Listed entries ▸
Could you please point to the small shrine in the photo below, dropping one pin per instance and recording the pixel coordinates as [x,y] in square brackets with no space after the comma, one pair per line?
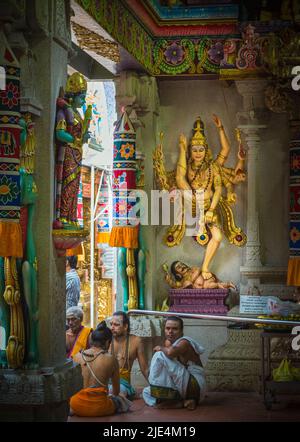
[156,142]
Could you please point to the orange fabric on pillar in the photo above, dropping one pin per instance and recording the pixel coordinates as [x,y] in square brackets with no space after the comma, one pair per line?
[103,237]
[81,342]
[92,402]
[293,277]
[11,240]
[127,237]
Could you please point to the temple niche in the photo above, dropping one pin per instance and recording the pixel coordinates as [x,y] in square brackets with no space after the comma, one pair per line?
[203,99]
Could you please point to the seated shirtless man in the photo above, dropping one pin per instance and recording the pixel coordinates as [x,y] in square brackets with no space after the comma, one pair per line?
[176,374]
[98,367]
[126,348]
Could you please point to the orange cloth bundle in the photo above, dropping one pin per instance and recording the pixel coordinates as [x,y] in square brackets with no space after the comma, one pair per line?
[127,237]
[11,240]
[92,402]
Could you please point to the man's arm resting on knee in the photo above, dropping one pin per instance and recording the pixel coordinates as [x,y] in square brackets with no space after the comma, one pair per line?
[174,352]
[115,379]
[142,359]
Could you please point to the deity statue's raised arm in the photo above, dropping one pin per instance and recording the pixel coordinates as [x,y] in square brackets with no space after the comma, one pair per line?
[225,146]
[181,170]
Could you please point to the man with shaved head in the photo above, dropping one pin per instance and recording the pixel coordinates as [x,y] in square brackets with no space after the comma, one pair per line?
[176,374]
[77,335]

What is expected ▸ Reproduce verbatim the lines of the items above, from the line containing "Could you please point to the man with" through the final line of the items, inclusive.

Task answer ▸
Could you please point to the man with shaved head in the photo above, dropping one pin per instance and recording the pixel coordinates as [x,y] in square brackets with no space after the comma, one pair per line?
[176,374]
[77,335]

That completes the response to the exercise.